▶ About this exercise:
Write back each entry precisely as it is given.

┌─ Material shown

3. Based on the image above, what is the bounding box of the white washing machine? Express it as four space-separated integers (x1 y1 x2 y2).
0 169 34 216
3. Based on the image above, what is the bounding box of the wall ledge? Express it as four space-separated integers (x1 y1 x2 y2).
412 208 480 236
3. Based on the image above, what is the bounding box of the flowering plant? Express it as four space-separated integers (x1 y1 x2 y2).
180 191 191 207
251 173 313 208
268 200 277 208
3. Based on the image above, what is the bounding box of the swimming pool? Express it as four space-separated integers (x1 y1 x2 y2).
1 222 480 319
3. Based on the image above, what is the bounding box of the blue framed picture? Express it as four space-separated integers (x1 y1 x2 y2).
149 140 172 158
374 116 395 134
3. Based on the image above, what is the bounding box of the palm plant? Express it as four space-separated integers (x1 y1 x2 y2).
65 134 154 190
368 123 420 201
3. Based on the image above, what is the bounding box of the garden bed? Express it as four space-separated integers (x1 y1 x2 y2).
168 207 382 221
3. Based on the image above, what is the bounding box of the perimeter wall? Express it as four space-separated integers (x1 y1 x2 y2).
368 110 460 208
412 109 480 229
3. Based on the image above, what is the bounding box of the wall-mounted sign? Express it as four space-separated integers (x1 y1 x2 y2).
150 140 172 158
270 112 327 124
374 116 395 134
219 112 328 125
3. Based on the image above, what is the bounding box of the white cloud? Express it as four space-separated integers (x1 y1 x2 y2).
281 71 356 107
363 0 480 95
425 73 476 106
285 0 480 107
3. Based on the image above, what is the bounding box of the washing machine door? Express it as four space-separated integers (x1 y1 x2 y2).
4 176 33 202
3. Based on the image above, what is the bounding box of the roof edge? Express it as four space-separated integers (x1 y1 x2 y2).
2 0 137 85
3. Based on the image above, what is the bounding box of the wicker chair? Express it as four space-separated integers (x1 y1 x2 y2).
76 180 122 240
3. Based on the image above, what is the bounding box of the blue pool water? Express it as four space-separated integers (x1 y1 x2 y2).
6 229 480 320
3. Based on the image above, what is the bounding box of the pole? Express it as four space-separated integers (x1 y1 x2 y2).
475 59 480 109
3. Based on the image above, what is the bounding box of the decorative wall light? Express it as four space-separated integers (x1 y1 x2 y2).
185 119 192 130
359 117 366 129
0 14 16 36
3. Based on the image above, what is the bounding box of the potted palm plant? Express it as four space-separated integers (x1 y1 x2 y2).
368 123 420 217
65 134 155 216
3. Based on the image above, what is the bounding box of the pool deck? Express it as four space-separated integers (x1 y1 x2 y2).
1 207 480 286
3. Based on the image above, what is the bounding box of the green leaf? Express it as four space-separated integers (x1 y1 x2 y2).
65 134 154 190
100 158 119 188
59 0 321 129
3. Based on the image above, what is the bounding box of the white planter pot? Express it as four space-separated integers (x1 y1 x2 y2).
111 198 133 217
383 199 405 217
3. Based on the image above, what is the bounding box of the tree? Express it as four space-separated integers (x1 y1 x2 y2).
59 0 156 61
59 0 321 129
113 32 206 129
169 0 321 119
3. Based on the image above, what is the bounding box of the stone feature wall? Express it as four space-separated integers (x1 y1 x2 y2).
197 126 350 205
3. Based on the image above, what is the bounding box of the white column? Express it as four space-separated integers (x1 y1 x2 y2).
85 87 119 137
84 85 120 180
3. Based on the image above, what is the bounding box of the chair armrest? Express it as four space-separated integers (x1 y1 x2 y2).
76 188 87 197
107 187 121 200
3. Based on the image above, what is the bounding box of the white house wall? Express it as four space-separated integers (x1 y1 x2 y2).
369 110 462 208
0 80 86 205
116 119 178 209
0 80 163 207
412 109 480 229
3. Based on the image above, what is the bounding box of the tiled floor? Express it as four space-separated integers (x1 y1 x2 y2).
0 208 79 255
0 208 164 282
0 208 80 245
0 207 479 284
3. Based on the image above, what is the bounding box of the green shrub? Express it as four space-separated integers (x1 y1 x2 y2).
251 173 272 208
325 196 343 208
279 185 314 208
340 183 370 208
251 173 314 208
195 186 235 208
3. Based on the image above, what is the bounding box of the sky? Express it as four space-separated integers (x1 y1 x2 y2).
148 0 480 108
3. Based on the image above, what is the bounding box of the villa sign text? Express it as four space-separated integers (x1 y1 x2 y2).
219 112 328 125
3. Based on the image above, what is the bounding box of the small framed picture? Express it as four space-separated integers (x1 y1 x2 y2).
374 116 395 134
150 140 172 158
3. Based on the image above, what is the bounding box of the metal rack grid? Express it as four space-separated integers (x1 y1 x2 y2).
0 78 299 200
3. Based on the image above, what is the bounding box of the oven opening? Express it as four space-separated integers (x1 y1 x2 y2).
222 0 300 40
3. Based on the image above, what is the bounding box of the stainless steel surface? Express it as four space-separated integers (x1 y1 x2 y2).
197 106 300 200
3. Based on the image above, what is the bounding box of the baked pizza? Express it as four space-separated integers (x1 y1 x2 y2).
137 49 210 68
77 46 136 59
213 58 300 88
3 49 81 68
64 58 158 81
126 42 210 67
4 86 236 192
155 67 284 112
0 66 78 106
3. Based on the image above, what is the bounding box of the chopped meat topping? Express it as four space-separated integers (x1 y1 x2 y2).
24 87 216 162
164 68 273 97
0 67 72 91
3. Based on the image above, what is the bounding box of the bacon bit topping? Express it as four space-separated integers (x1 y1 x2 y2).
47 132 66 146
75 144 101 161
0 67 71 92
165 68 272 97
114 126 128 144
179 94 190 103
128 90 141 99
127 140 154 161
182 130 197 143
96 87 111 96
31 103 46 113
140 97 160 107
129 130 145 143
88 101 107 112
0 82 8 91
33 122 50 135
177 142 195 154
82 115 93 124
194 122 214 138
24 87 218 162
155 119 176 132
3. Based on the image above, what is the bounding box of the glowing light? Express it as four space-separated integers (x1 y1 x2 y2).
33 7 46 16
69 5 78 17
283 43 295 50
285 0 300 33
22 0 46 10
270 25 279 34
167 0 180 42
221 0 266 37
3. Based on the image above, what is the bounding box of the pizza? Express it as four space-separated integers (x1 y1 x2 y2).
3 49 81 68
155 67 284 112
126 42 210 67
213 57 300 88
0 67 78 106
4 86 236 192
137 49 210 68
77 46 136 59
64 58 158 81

└─

▶ Output of the exercise:
3. Based on the image above, what is the bounding box of the white washing machine? Express it as four space-separated integers (x1 y1 x2 y2).
0 169 34 216
3. Based on the image above, what is the bounding box of the wall ledge? Express it as four space-separated integers (x1 y1 x2 y2).
412 208 480 236
3. Based on the image above, what is the bounding box of the flowering plant? Express it as four space-separated integers (x1 y1 x2 y2).
180 191 191 207
251 173 313 208
268 200 277 208
3. Based on the image above, what is the bounding box of the swimming pool? Express it as four space-separated integers (x1 y1 x2 y2).
1 222 480 319
3. Based on the image above, what is the bounding box of the blue framed picture? Express it as four space-separated integers (x1 y1 x2 y2).
149 140 172 158
374 116 395 134
3. Based on the image above, what is the bounding box of the palm plant? Express it as four space-separated integers (x1 y1 x2 y2).
65 134 154 190
368 123 420 201
3. Based on the image above, what is the bounding box of the garden bed? Express it as four space-separated integers (x1 y1 x2 y2).
168 207 382 221
3. Based on the image above, what is the bounding box of the perimeter wall? Express it as four space-separated integers (x1 y1 x2 y2).
368 110 460 208
412 109 480 229
3. Based on the image above, what is the bounding box of the wall-mounted sign? Express it as four space-separated integers (x1 y1 x2 y2).
150 140 172 158
270 112 327 124
374 116 395 134
219 112 328 125
3. Based on the image above, what is the bounding box of the white cloud? Express it as four space-separated integers (x1 y1 x2 y2).
281 71 356 107
363 0 480 95
425 73 476 106
285 0 480 107
3. Based on the image above, what is the bounding box of the washing machine door? Express it as four space-separated integers (x1 y1 x2 y2).
4 176 33 202
3. Based on the image above, what is the bounding box of the roof edge? Express it as four space-separated integers (x1 y1 x2 y2).
2 0 137 85
3. Based on the image above, what is the bounding box of the wicker chair? Express it as four space-separated integers (x1 y1 x2 y2).
76 180 122 240
3. Based on the image above, what is the bounding box of the blue pool water? Express it as four space-separated integers (x1 y1 x2 y2).
6 229 480 320
3. Based on the image above, what is the bounding box of the pole? Express it as four space-separated integers (x1 y1 x2 y2).
475 59 480 109
3. Based on the image above, what is the bounding box of the decorative wall light? Express it as four space-separated integers (x1 y1 x2 y2).
185 119 192 130
359 117 366 129
0 14 16 36
3. Based on the image above, what is the bounding box of the potted palm plant? Express it as four space-separated integers (x1 y1 x2 y2).
368 123 420 217
65 134 155 216
3. Based on the image above, what is the bounding box of the pool deck? Express it as four space-separated integers (x1 y1 x2 y2).
1 207 480 286
3. Based on the image above, what is the bounding box of the green leaf? Express it as four space-separated integers (x1 y1 x2 y2).
65 134 154 190
100 158 119 188
59 0 321 129
3. Based on the image above, what is the bounding box of the white planter pot? Express it as four space-separated integers (x1 y1 x2 y2).
111 198 133 217
383 199 405 217
3. Based on the image above, what is the bounding box of the tree? Express it as four space-separated integers (x1 y1 x2 y2).
59 0 156 61
59 0 321 129
113 32 206 129
169 0 321 119
3. Based on the image above, what is the bounding box of the stone feature wall? Express it as four space-separated integers (x1 y1 x2 y2).
197 126 350 205
3. Based on the image above, what is the bounding box of the white column? Express it as four space-separated integers (x1 y1 x2 y2).
85 87 119 137
84 85 120 180
3. Based on the image above, what is the bounding box of the chair armrest? Express it as four space-separated integers (x1 y1 x2 y2).
76 188 87 197
107 187 121 200
3. Based on the image above, what is the bounding box of the white house wall? Express it as four space-separated integers (x1 y1 x2 y2).
369 110 462 208
0 80 86 205
116 119 178 209
0 80 163 207
412 109 480 229
3. Based on the image above, what is the bounding box of the tiled floor? Express it as four space-separated integers (x1 y1 x2 y2).
0 208 79 255
0 208 164 282
0 208 80 245
0 207 479 284
3. Based on the image above, what is the bounding box of the green shrub? Express it as four space-separated integers (x1 y1 x2 y2).
251 173 272 208
325 196 343 208
279 185 314 208
340 183 370 208
251 173 314 208
195 186 235 208
3. Based on the image above, what is the bounding box of the sky? Express it as four space-separated integers (x1 y1 x2 y2).
148 0 480 108
3. Based on the image above, what is the bounding box of the villa sign text? Express it as four space-separated integers (x1 y1 x2 y2).
219 112 328 125
3. Based on the image above, what is the bounding box of the small framed picture? Express it as four space-separated integers (x1 y1 x2 y2).
374 116 395 134
150 140 172 158
3. Based on the image above, what is the bounding box of the metal rack grid? Express it as four space-separated integers (x1 y1 x2 y2).
0 78 299 200
3. Based on the image above, what is the bounding box of the oven opening? Express it as four space-separated integers (x1 y1 x2 y2).
222 0 300 40
3. Based on the image above, what is the bounding box of the stainless steel surface? Express it as four space-separated integers (x1 y1 x2 y2).
197 106 300 200
3. Based on the image above, what is the bounding box of the baked pizza? Express it as four space-separated integers (x1 y1 x2 y2).
137 49 210 68
77 46 136 59
213 58 300 88
3 49 81 68
64 58 158 81
126 42 210 67
4 86 236 192
155 67 284 112
0 66 78 106
3. Based on the image above, what is the bounding box of the chopped meat topping? Express it as four space-separated integers (x1 y1 x2 y2).
24 87 216 162
164 68 273 97
0 67 72 91
3. Based on the image above, what is the bounding box of the bacon bit topping? Express it as four space-separated integers (x1 y1 x2 y2).
47 132 66 146
75 144 101 161
0 67 71 92
165 68 272 97
114 126 128 144
179 94 190 103
128 90 141 99
127 140 154 161
182 130 197 143
96 87 111 96
31 103 46 113
140 97 160 107
129 130 145 143
88 101 107 112
0 82 8 91
33 122 50 135
177 142 195 154
82 115 93 124
194 122 214 138
24 87 218 162
155 119 176 132
3. Based on the image above, what is the bounding box of the glowing light? Express it as four space-separated integers (x1 y1 x2 y2).
33 7 46 16
69 5 78 17
283 43 295 50
285 0 300 33
22 0 46 10
270 25 279 34
167 0 180 42
221 0 266 37
3. Based on the image above, what is the bounding box of the pizza? Express it as four space-separated integers (x1 y1 x2 y2).
3 49 81 68
155 67 284 112
126 42 210 67
213 57 300 88
0 67 78 106
4 86 236 192
137 49 210 68
77 46 136 59
64 58 158 81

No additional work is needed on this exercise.